Set down every entry once more, exactly as it appears.

----- DATA SECTION -----

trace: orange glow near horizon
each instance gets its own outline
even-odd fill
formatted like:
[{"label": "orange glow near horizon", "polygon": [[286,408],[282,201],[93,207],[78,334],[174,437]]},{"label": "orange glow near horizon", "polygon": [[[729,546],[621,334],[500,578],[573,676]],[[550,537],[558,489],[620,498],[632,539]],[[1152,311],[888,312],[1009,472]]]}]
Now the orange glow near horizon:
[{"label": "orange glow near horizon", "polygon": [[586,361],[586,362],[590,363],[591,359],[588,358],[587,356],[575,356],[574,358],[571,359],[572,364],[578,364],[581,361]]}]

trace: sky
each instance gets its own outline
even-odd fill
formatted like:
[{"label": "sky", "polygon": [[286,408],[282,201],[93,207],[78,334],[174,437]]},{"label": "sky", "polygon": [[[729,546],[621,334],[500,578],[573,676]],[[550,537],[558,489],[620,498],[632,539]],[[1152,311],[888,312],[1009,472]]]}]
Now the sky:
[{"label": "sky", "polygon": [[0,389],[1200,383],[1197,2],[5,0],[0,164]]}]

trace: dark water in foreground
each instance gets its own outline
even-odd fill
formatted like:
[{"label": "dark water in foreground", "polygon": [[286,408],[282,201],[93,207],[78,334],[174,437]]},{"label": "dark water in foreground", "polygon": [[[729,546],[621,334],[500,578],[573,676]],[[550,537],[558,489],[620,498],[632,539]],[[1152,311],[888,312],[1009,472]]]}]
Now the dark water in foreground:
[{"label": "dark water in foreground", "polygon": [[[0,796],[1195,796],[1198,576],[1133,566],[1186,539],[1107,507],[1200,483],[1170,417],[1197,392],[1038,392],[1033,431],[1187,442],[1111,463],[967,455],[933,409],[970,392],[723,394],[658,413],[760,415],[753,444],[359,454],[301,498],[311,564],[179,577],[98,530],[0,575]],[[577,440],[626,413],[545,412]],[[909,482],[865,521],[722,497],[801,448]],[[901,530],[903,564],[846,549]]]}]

-----

### TASK ANSWER
trace: orange glow near horizon
each instance gets its own outline
even-odd fill
formatted like:
[{"label": "orange glow near horizon", "polygon": [[286,408],[282,201],[93,207],[78,334],[174,437]]},{"label": "orange glow near horizon", "polygon": [[[729,546],[621,334],[500,578],[573,676]],[[550,537],[558,489],[620,498],[632,539]],[[1152,311],[888,312],[1009,472]]]}]
Now the orange glow near horizon:
[{"label": "orange glow near horizon", "polygon": [[586,361],[586,362],[590,363],[591,359],[588,358],[587,356],[575,356],[574,358],[571,359],[572,364],[578,364],[581,361]]}]

trace: sky
each instance gets its own outline
even-odd fill
formatted like:
[{"label": "sky", "polygon": [[286,408],[282,201],[93,207],[78,334],[174,437]]},{"label": "sky", "polygon": [[[729,546],[621,334],[500,578],[573,676]],[[550,537],[558,489],[620,498],[632,539]],[[1152,311],[888,312],[1009,472]]]}]
Now the sky:
[{"label": "sky", "polygon": [[0,389],[1200,383],[1197,2],[5,0],[0,164]]}]

trace: dark water in foreground
each instance gets its own outline
even-odd fill
formatted like:
[{"label": "dark water in foreground", "polygon": [[286,408],[282,201],[93,207],[78,334],[174,437]]},{"label": "dark water in foreground", "polygon": [[[729,546],[621,334],[500,578],[573,676]],[[550,537],[558,489],[620,498],[632,539]],[[1152,311],[888,312],[1009,472]]]}]
Now the dark water in foreground:
[{"label": "dark water in foreground", "polygon": [[[0,796],[1195,796],[1198,576],[1133,566],[1186,539],[1107,507],[1200,483],[1170,417],[1197,392],[1038,392],[1033,431],[1187,442],[1111,463],[967,455],[933,409],[970,392],[723,394],[658,413],[760,415],[753,444],[359,454],[301,498],[311,564],[179,577],[98,530],[0,575]],[[577,440],[626,413],[545,412]],[[909,482],[865,521],[722,497],[801,448]],[[901,530],[903,564],[846,549]]]}]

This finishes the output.